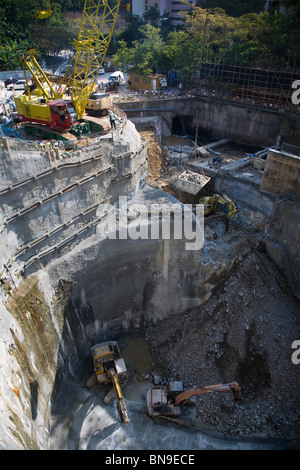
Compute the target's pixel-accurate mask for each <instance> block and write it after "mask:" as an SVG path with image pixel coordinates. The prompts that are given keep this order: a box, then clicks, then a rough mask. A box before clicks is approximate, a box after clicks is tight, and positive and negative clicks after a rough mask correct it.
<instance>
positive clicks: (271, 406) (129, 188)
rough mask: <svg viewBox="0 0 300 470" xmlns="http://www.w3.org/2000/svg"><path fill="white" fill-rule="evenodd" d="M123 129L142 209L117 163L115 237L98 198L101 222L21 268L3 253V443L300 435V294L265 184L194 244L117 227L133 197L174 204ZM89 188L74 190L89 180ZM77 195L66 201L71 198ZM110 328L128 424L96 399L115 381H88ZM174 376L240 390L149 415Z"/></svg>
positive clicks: (211, 228)
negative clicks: (296, 357)
mask: <svg viewBox="0 0 300 470" xmlns="http://www.w3.org/2000/svg"><path fill="white" fill-rule="evenodd" d="M128 126H129V129H130V132H131V133H135V130H134V128H133V127H132V126H131V124H128ZM124 133H125V135H124ZM124 133H123V135H122V136H120V139H121V140H120V141H118V140H117V141H115V142H114V146H115V149H118V150H117V152H119V154H118V155H114V164H115V165H119V166H118V169H119V171H120V172H123V175H127V177H126V178H125V180H126V181H128V179H127V178H129V180H130V184H128V183H126V184H128V185H127V186H126V185H125V183H124V186H123V188H121V189H123V192H121V189H120V188H119V189H120V194H121V195H127V196H128V200H129V201H130V204H131V205H134V208H135V211H136V212H132V211H131V212H130V211H129V212H128V211H127V209H128V208H127V207H126V211H125V212H124V211H123V209H124V207H123V209H122V205H121V203H120V201H119V202H118V201H117V197H116V195H117V192H116V193H112V190H111V186H112V185H113V184H123V183H122V182H123V181H124V179H119V176H120V174H117V175H116V174H113V175H112V176H113V177H114V178H113V182H112V181H110V182H109V181H107V180H105V184H106V187H105V189H106V193H107V194H111V195H113V197H115V202H116V204H117V207H118V209H120V210H119V212H118V223H119V222H120V221H121V222H120V224H118V227H119V232H118V233H117V236H116V238H115V239H114V238H113V237H112V238H109V237H101V233H103V232H102V230H103V229H104V228H106V229H107V225H104V221H102V218H101V216H102V215H103V212H101V211H103V210H104V211H105V210H106V208H107V206H105V203H106V202H107V201H106V202H104V203H102V204H100V202H99V200H98V202H99V204H98V206H101V208H100V209H97V216H98V218H99V221H100V222H99V223H98V224H97V225H95V230H94V231H92V233H89V235H88V236H85V237H82V238H81V237H79V238H78V239H77V240H74V242H73V243H72V244H70V245H68V246H67V249H65V250H62V251H61V252H59V253H60V254H59V256H56V255H55V256H49V257H47V256H45V257H42V258H39V260H35V261H34V262H32V263H30V264H28V267H27V270H25V272H20V273H19V274H18V275H17V274H16V273H15V271H13V267H14V266H12V267H11V266H7V278H6V279H5V283H4V284H2V290H1V305H0V308H1V324H0V328H1V336H2V341H1V352H0V354H1V359H2V361H1V369H2V378H1V396H0V400H1V411H2V419H1V422H0V431H1V432H0V436H1V437H0V446H1V448H3V449H6V448H8V449H51V450H60V449H62V450H71V449H72V450H77V449H78V450H79V449H80V450H198V449H199V450H201V449H216V450H217V449H237V450H243V449H245V450H255V449H268V450H269V449H299V424H298V423H299V397H298V390H299V386H300V377H299V366H298V365H296V364H294V363H293V362H292V360H291V357H292V353H293V350H292V344H293V342H294V341H295V339H297V336H299V300H298V299H297V298H296V297H295V296H294V295H293V293H292V291H291V288H290V286H289V284H288V282H287V281H286V279H285V278H284V276H283V275H282V273H281V272H280V270H279V269H277V268H276V267H275V265H274V263H273V262H272V261H271V260H270V258H269V256H268V255H267V253H266V250H265V244H264V242H263V237H262V233H264V234H265V227H264V226H263V223H262V221H263V220H264V213H263V210H265V208H266V207H267V209H266V210H268V207H269V206H268V203H270V200H271V199H272V198H271V199H270V200H267V199H266V198H265V199H264V207H263V209H261V208H257V207H255V204H256V203H255V204H253V206H251V211H252V212H251V213H252V214H253V213H255V214H256V217H252V218H248V219H247V218H246V217H245V214H246V212H247V211H246V209H247V201H241V207H240V208H242V209H243V210H241V213H240V215H239V217H237V218H236V219H233V220H231V221H230V223H229V225H228V224H225V221H224V217H223V216H222V215H221V216H217V217H212V218H210V219H208V220H206V221H205V223H204V243H203V246H201V248H199V249H194V250H191V249H190V250H189V249H187V245H186V240H184V239H177V238H175V237H170V239H163V238H156V239H151V238H144V239H143V238H138V237H137V238H136V239H134V238H130V237H123V238H122V237H119V235H120V233H121V232H122V228H124V226H125V225H126V227H128V225H130V224H131V227H134V225H132V224H134V222H135V221H138V220H139V218H138V217H139V215H140V214H139V213H138V211H137V207H138V205H139V204H140V205H144V206H146V207H150V206H149V205H151V204H153V203H156V204H157V203H158V204H163V203H164V204H179V205H180V204H182V202H181V201H180V196H181V195H182V193H181V192H180V191H177V189H178V188H177V189H176V187H174V186H173V180H172V181H171V179H170V180H168V182H167V184H166V185H165V186H164V184H162V179H161V175H162V172H160V175H158V176H157V175H156V176H155V175H154V173H153V171H154V167H155V165H154V163H153V160H152V161H149V155H151V150H149V147H148V152H149V153H148V170H149V169H150V170H151V171H150V175H149V173H148V175H147V174H146V172H145V167H144V163H145V153H139V154H138V157H137V159H136V160H134V158H133V156H134V155H137V152H135V151H134V149H135V150H136V149H137V148H141V141H140V140H139V137H138V136H136V141H134V143H133V140H134V139H132V137H131V140H130V144H129V145H128V146H127V143H126V129H125V130H124ZM105 145H106V144H105ZM132 146H133V147H134V149H133V147H132ZM155 146H156V143H155ZM158 148H159V146H157V149H158ZM152 150H153V148H152ZM159 152H160V149H159ZM129 154H130V155H129ZM121 155H125V159H126V158H128V161H127V160H126V161H125V160H124V159H123V158H122V157H121ZM159 155H160V153H159ZM155 158H158V157H157V156H156V157H155ZM129 160H130V162H131V163H130V162H129ZM158 160H159V158H158ZM158 160H157V161H158ZM116 162H118V163H116ZM73 163H74V162H73ZM151 163H152V166H151ZM128 165H132V166H131V176H130V177H129V176H128V174H129V171H128ZM102 168H103V167H102ZM161 168H163V162H162V167H161ZM72 171H74V170H72ZM154 172H155V171H154ZM81 176H82V175H81ZM62 177H63V178H66V175H63V176H62ZM73 177H74V175H73ZM93 181H94V182H95V180H93ZM120 182H121V183H120ZM230 183H231V182H230ZM97 184H98V183H97ZM101 184H102V183H101ZM216 184H220V183H218V181H216ZM99 187H100V184H99V186H97V187H96V192H97V190H98V188H99ZM114 187H115V186H114ZM228 187H230V184H229V183H228ZM44 189H46V188H44ZM163 189H165V190H163ZM89 191H90V192H89V193H86V194H85V193H83V191H82V190H81V192H80V193H79V197H81V198H82V199H83V198H84V197H88V196H91V195H94V194H95V190H94V192H92V187H91V186H90V187H89ZM240 191H241V189H240ZM75 196H77V197H78V194H76V195H75V194H74V201H75V204H76V201H77V203H78V200H79V199H77V198H76V197H75ZM104 196H105V194H104V192H103V193H101V199H100V200H101V201H105V197H104ZM177 196H178V197H177ZM255 196H256V197H258V196H257V194H256V193H255ZM27 197H28V196H27ZM60 197H63V195H61V196H60ZM82 199H81V200H82ZM71 200H72V199H71V197H69V198H68V200H67V201H65V204H66V207H67V208H68V209H70V207H71V208H72V210H73V209H74V206H73V205H72V204H70V202H71ZM93 202H96V200H95V201H94V200H93V201H89V205H90V206H91V203H93ZM67 203H68V204H70V205H68V204H67ZM118 204H119V205H118ZM130 204H129V205H130ZM104 206H105V207H104ZM52 208H53V211H54V212H53V214H55V213H56V212H55V211H57V210H58V208H57V206H56V207H55V205H54V204H53V206H52ZM60 210H61V208H60ZM99 210H100V212H101V213H100V212H99ZM249 210H250V209H249V208H248V212H247V214H248V213H249ZM124 214H126V215H125V216H124ZM69 215H70V216H71V213H70V214H69ZM53 217H54V215H53ZM245 219H247V220H248V224H247V223H245ZM52 220H54V219H52ZM103 220H104V219H103ZM105 220H107V219H105ZM108 220H109V219H108ZM174 220H175V219H173V218H172V217H171V218H170V224H171V228H173V225H172V224H174ZM249 220H250V222H249ZM122 224H125V225H122ZM109 228H110V229H112V228H114V225H109ZM34 229H36V227H31V230H32V231H33V230H34ZM139 229H140V230H142V226H141V225H140V226H139ZM36 230H37V229H36ZM133 232H134V230H133ZM133 232H132V233H133ZM122 233H123V232H122ZM36 235H37V233H36ZM6 236H7V239H6V247H7V248H6V249H7V250H8V251H9V246H8V245H9V242H10V243H12V244H13V243H15V239H14V238H13V234H12V233H11V232H9V231H7V233H6ZM23 243H24V240H23ZM43 248H44V249H45V245H44V246H43ZM108 340H115V341H117V342H118V344H119V347H120V350H121V354H122V357H123V358H124V360H125V363H126V366H127V368H128V371H129V380H128V382H127V384H126V385H124V387H122V393H123V396H124V400H125V403H126V406H127V410H128V415H129V423H127V424H125V423H122V422H121V420H120V417H119V413H118V409H117V404H116V400H112V401H111V402H110V403H109V404H105V403H104V397H105V396H106V394H107V393H108V391H109V390H110V388H111V387H110V385H105V386H100V385H99V384H98V385H95V386H93V387H91V388H88V387H87V386H86V383H87V380H88V379H89V378H90V376H91V375H92V374H93V371H94V369H93V367H94V366H93V361H92V356H91V347H92V346H94V345H95V344H97V343H101V342H104V341H108ZM170 381H182V382H183V383H184V388H185V389H190V388H192V387H194V386H205V385H213V384H219V383H229V382H232V381H237V382H238V384H239V385H240V387H241V390H242V394H241V396H240V398H239V399H238V400H237V401H234V399H233V397H232V394H231V393H219V394H218V393H216V394H211V395H209V396H199V397H193V398H192V400H191V403H190V404H187V405H185V406H184V407H183V409H182V419H181V421H176V420H174V421H172V420H167V419H154V418H151V417H150V416H149V415H148V414H147V406H146V394H147V390H148V389H149V387H152V386H153V385H165V384H168V383H169V382H170Z"/></svg>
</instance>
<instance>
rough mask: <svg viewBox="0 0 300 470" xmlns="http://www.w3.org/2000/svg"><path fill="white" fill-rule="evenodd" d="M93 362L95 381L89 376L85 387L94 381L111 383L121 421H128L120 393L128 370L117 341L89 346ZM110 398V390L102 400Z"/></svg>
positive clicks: (124, 405)
mask: <svg viewBox="0 0 300 470" xmlns="http://www.w3.org/2000/svg"><path fill="white" fill-rule="evenodd" d="M91 353H92V357H93V362H94V368H95V375H96V381H94V379H93V377H91V378H90V379H89V380H88V382H87V387H89V388H90V387H91V386H92V385H93V384H94V383H95V382H96V383H99V384H107V383H110V382H111V383H112V384H113V390H114V392H115V395H116V397H117V401H118V411H119V415H120V418H121V420H122V421H123V423H129V417H128V413H127V408H126V404H125V401H124V398H123V395H122V391H121V385H122V384H124V383H126V382H127V380H128V372H127V369H126V365H125V361H124V359H123V358H122V357H121V353H120V350H119V346H118V343H117V342H116V341H107V342H104V343H100V344H96V345H95V346H93V347H92V348H91ZM111 398H112V393H111V392H110V393H109V394H108V395H107V396H106V397H105V398H104V402H105V403H109V401H110V399H111Z"/></svg>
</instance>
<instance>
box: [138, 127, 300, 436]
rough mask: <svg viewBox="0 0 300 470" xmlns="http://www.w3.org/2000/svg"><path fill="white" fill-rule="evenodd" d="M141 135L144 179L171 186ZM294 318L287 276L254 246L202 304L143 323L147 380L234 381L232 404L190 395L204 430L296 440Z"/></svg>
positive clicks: (231, 399)
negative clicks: (143, 156)
mask: <svg viewBox="0 0 300 470" xmlns="http://www.w3.org/2000/svg"><path fill="white" fill-rule="evenodd" d="M146 138H147V140H148V149H149V151H148V169H149V178H148V183H149V184H153V185H154V186H156V187H157V186H160V187H161V188H162V189H165V190H167V191H170V187H169V185H168V182H169V178H168V176H169V175H170V172H168V168H167V166H166V164H165V161H164V155H163V152H162V151H161V148H160V147H159V145H158V141H157V140H156V138H155V136H153V135H151V133H148V134H146ZM177 171H178V170H177ZM164 175H167V177H166V178H164ZM183 202H185V201H183ZM220 243H222V242H221V241H220ZM219 249H222V247H219ZM299 320H300V303H299V300H298V299H296V298H295V297H293V295H292V292H291V290H290V288H289V286H288V284H287V282H286V280H285V279H284V277H283V276H282V275H281V273H280V272H279V271H278V270H277V268H276V267H275V266H274V264H273V263H272V262H271V261H270V260H269V258H268V257H267V256H266V255H265V254H264V253H263V252H260V251H257V250H256V251H253V252H252V253H250V255H248V256H247V257H246V259H243V260H241V262H240V264H239V265H238V266H236V267H235V268H234V269H233V270H232V271H231V272H230V273H229V274H227V275H226V276H225V277H224V278H223V279H222V281H221V282H220V284H219V285H218V286H217V288H216V289H215V291H214V292H213V295H212V297H211V298H210V299H209V300H208V301H206V303H204V304H203V305H202V306H201V307H199V308H196V309H193V310H190V311H187V312H184V313H179V314H178V315H175V316H171V317H170V318H168V319H166V320H163V321H161V322H158V323H157V324H155V325H152V326H151V327H149V329H148V332H147V339H148V342H149V346H150V352H151V355H152V360H153V362H154V363H155V365H156V366H155V370H154V371H153V377H155V381H156V382H157V383H163V384H165V383H167V382H168V381H169V380H182V381H183V382H184V386H185V388H190V387H192V386H195V385H196V386H204V385H210V384H217V383H220V382H221V383H227V382H231V381H233V380H235V381H237V382H238V383H239V385H240V386H241V388H242V395H241V397H240V399H239V400H238V401H237V402H234V400H233V397H232V395H231V394H229V393H220V394H214V395H210V396H207V395H206V396H202V397H195V398H193V402H194V406H196V410H197V413H198V414H197V418H198V419H199V422H201V425H202V426H203V429H212V430H214V431H217V432H220V433H221V434H223V435H226V436H228V437H229V436H231V437H233V438H235V437H243V438H244V437H247V438H248V437H251V438H252V437H254V438H256V437H257V438H266V439H283V440H286V441H293V442H296V443H298V444H299V443H300V425H299V422H300V419H299V418H300V396H299V389H300V365H295V364H293V362H292V353H293V349H292V343H293V342H294V341H295V340H297V339H299V338H300V322H299Z"/></svg>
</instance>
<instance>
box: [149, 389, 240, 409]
mask: <svg viewBox="0 0 300 470" xmlns="http://www.w3.org/2000/svg"><path fill="white" fill-rule="evenodd" d="M215 392H232V393H233V396H234V399H235V400H237V399H238V397H239V396H240V393H241V387H240V386H239V385H238V383H237V382H231V383H226V384H217V385H207V386H205V387H202V388H201V387H193V388H190V389H188V390H183V383H182V382H181V381H174V382H170V383H169V384H168V385H163V386H158V385H155V386H154V387H151V388H149V389H148V391H147V412H148V414H149V416H178V415H180V414H181V407H182V406H183V405H184V404H185V403H187V402H188V401H189V399H190V398H191V397H193V396H195V395H205V394H211V393H215Z"/></svg>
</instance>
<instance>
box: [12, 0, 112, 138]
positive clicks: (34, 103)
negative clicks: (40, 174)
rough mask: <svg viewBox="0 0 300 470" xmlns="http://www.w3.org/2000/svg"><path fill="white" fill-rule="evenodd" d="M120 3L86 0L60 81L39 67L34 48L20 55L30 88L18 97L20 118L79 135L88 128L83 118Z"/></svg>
mask: <svg viewBox="0 0 300 470" xmlns="http://www.w3.org/2000/svg"><path fill="white" fill-rule="evenodd" d="M120 3H121V0H117V1H116V2H112V1H110V0H97V1H94V0H85V3H84V9H83V14H82V18H81V24H80V28H79V34H78V39H77V40H75V41H74V46H75V52H74V55H73V57H72V59H71V60H70V63H69V66H68V68H67V70H66V72H65V74H64V76H63V77H60V78H59V79H58V80H57V79H54V77H52V78H51V77H50V76H49V75H48V74H47V73H46V72H44V70H43V69H42V68H41V67H40V65H39V64H38V62H37V60H36V57H35V50H34V49H30V50H28V51H27V53H26V54H25V55H24V56H23V57H21V59H20V60H21V63H22V66H23V69H24V73H25V78H26V82H27V91H26V94H24V95H19V96H16V97H15V103H16V109H17V112H18V116H19V120H20V121H23V122H29V123H35V124H37V125H39V128H41V126H47V127H48V128H50V129H53V130H54V131H58V132H66V131H69V130H72V131H73V132H74V133H75V134H76V135H81V132H82V131H86V129H87V128H88V123H84V122H83V123H81V122H80V121H81V120H82V117H83V114H84V112H85V110H86V107H87V105H88V102H89V99H90V96H91V94H92V93H93V91H94V89H95V84H96V79H97V77H98V72H99V70H100V68H101V66H102V63H103V60H104V57H105V55H106V53H107V50H108V47H109V44H110V41H111V37H112V33H113V30H114V26H115V22H116V18H117V14H118V11H119V7H120ZM110 4H113V5H114V6H110ZM26 71H29V72H30V73H31V76H32V78H33V82H34V84H35V86H36V87H37V89H36V90H34V91H33V92H32V91H31V90H30V87H29V82H28V79H27V76H26ZM69 94H70V95H69ZM106 99H107V97H106ZM108 103H109V100H108ZM89 106H91V103H90V104H89ZM95 106H96V105H95ZM95 106H94V108H95ZM81 124H83V125H81Z"/></svg>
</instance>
--------------------------------
TASK STATEMENT ->
Retype word for word everything in the listing above from the line that holds "135L144 179L171 186ZM294" down to the line that holds "positive clicks: (231, 399)". Keep both end lines and leave out the rest.

RESPONSE TO THIS TASK ->
rough mask: <svg viewBox="0 0 300 470" xmlns="http://www.w3.org/2000/svg"><path fill="white" fill-rule="evenodd" d="M141 135L144 179L171 186ZM294 318L287 276L254 246L202 304L143 323L147 380L234 381L232 404L190 395L204 430L296 440Z"/></svg>
positive clicks: (231, 399)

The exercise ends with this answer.